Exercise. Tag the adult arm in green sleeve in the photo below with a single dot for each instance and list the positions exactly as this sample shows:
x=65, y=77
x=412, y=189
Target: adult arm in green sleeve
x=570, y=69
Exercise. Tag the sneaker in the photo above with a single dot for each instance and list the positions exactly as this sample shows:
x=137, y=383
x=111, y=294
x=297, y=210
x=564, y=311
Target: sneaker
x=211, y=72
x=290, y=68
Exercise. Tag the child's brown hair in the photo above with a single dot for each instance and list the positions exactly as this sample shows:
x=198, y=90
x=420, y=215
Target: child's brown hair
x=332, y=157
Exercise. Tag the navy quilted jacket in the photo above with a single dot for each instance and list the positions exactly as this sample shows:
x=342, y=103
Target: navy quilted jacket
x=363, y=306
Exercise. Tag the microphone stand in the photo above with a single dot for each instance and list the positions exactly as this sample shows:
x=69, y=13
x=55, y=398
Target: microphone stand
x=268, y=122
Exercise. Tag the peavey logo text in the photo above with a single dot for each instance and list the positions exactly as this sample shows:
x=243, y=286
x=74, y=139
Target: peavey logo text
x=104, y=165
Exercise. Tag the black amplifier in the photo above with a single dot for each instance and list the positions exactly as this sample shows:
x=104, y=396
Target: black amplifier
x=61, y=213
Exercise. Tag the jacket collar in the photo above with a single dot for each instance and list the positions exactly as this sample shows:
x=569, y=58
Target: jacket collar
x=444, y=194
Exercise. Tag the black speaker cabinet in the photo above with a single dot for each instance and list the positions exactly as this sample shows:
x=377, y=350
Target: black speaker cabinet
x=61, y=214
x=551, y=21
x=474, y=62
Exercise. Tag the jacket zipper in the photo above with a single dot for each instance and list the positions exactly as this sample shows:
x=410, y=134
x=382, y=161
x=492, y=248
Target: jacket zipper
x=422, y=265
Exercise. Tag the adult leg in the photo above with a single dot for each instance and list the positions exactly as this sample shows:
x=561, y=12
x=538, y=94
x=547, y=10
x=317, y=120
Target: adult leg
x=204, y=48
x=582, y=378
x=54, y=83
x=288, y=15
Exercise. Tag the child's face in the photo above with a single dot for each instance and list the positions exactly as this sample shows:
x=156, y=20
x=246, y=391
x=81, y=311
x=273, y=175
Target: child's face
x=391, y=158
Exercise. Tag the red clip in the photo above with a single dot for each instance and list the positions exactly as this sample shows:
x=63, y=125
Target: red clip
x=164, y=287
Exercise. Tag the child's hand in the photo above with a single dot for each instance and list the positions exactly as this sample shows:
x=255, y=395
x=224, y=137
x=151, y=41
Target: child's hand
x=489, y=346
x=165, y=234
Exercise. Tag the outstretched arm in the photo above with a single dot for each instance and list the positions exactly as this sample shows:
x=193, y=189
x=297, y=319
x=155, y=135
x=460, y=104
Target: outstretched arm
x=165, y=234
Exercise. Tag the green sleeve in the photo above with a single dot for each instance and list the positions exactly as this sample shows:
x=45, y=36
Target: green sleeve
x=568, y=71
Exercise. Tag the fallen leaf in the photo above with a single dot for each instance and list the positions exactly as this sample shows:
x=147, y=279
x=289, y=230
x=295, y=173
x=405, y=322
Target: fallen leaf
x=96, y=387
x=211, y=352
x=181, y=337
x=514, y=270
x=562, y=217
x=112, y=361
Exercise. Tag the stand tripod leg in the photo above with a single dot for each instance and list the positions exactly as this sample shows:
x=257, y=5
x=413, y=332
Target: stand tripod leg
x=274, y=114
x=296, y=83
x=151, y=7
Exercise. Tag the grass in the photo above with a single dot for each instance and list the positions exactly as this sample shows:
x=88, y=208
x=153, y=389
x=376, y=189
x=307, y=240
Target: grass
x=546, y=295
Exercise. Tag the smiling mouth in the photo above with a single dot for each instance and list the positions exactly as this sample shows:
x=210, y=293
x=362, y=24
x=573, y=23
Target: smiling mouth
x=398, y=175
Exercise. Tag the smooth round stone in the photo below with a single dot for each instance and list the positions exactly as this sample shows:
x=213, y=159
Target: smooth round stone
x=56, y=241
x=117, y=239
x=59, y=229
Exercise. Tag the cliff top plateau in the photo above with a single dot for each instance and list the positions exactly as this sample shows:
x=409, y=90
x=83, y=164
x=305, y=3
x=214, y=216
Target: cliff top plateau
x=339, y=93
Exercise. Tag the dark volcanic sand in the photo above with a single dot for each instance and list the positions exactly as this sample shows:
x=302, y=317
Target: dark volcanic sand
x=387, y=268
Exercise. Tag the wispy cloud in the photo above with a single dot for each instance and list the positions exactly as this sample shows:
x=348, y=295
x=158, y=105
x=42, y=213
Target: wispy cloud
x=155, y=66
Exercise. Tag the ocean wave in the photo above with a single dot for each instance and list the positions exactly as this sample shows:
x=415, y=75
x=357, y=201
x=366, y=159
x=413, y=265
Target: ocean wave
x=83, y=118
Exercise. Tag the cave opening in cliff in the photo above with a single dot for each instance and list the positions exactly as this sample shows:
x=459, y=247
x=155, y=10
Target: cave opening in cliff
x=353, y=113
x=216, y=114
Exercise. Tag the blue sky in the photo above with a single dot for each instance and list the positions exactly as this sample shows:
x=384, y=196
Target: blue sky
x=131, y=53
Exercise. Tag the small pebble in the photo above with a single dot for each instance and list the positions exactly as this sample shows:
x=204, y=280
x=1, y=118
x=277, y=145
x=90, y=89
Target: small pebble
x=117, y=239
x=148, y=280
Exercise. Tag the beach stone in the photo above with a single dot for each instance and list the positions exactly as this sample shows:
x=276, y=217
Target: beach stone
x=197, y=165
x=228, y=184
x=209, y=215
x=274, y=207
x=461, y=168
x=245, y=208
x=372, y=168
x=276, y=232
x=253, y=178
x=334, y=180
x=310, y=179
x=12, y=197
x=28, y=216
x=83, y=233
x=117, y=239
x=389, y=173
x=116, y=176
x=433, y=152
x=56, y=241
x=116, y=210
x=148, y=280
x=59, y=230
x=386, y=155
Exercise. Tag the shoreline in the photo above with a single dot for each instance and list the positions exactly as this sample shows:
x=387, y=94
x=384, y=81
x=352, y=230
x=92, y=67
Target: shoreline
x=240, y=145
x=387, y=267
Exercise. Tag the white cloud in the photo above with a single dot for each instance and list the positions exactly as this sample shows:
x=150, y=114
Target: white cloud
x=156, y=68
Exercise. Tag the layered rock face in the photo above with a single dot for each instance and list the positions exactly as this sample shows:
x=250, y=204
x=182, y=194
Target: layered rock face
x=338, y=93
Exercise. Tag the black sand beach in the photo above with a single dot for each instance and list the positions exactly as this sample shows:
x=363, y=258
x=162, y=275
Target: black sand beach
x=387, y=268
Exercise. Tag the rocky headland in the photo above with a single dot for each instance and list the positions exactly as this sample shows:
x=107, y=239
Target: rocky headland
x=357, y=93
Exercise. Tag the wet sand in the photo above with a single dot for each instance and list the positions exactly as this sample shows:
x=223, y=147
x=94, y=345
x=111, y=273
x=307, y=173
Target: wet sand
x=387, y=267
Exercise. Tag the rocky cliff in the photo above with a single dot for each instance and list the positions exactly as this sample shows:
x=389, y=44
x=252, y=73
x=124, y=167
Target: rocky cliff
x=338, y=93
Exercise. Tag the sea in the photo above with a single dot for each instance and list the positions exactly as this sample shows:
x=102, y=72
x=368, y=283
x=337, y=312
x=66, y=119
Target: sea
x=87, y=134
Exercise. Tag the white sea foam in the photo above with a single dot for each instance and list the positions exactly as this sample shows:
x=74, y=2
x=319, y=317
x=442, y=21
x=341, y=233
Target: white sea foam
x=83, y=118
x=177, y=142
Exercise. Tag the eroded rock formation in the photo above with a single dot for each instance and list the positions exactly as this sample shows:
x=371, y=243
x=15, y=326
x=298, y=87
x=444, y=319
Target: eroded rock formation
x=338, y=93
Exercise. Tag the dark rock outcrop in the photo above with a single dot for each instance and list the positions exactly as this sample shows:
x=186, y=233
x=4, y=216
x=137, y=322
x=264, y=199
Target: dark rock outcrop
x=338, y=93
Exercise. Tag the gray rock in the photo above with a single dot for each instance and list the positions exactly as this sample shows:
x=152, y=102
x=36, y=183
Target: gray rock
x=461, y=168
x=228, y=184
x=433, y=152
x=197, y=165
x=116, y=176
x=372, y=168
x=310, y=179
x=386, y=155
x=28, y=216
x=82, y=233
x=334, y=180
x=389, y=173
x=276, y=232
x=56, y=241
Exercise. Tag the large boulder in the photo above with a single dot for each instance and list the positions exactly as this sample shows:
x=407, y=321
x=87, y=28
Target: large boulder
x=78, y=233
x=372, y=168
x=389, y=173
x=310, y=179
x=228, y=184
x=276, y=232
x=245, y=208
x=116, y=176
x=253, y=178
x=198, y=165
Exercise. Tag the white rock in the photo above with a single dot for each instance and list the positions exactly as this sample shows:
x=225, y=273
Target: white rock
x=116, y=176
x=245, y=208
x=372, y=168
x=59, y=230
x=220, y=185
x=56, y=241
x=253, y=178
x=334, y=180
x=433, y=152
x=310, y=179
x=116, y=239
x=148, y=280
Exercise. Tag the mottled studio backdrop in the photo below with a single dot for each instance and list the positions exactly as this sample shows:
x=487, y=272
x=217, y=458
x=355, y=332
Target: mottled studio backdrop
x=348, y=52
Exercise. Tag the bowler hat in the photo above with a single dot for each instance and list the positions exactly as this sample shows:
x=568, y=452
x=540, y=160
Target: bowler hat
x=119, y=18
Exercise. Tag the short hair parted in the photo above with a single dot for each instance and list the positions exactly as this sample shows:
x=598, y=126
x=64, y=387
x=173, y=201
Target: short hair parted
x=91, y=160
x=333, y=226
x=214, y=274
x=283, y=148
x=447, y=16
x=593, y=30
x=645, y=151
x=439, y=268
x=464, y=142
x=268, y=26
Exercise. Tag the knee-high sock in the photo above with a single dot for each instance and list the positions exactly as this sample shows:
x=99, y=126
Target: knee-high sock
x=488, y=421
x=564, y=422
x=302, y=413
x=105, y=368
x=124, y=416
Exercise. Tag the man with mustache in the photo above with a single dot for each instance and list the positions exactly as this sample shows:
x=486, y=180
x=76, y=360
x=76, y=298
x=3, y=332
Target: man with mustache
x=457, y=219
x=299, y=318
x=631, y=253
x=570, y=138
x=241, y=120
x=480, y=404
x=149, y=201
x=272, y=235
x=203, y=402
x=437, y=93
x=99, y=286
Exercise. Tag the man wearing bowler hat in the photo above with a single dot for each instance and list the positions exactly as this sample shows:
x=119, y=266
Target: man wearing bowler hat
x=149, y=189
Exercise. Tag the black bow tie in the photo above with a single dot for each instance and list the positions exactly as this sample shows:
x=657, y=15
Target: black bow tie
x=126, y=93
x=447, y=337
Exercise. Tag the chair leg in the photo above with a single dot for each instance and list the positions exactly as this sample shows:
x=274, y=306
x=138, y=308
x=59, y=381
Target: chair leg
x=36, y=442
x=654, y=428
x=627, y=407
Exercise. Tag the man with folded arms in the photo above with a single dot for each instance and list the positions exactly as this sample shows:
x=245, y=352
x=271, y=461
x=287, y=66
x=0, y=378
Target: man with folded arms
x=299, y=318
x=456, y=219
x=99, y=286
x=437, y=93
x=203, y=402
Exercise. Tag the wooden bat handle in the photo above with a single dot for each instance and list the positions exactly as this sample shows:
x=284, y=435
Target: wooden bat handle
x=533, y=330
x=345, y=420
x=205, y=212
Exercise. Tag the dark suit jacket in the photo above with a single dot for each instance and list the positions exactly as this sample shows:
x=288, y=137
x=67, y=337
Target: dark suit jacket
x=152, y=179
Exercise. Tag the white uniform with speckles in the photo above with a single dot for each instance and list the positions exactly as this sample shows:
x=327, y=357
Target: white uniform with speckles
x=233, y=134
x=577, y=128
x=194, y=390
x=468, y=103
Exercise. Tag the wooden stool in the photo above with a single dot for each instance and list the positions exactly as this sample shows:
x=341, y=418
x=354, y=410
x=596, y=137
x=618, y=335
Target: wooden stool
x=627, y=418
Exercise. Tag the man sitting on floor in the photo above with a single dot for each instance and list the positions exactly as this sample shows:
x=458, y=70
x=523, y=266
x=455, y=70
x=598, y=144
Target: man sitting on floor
______
• **Your task**
Reproduce word for word the lines of the data above, from the line with "Exercise. Tag the knee-high" to the line with "x=124, y=416", including both of those lines.

• **Answer to the exercise**
Exercise. Tag the knee-high sock in the photo above with a single dot for each instance and list the positions exactly as this sample shows:
x=99, y=126
Target: knee-high sock
x=488, y=421
x=564, y=422
x=302, y=413
x=105, y=368
x=124, y=416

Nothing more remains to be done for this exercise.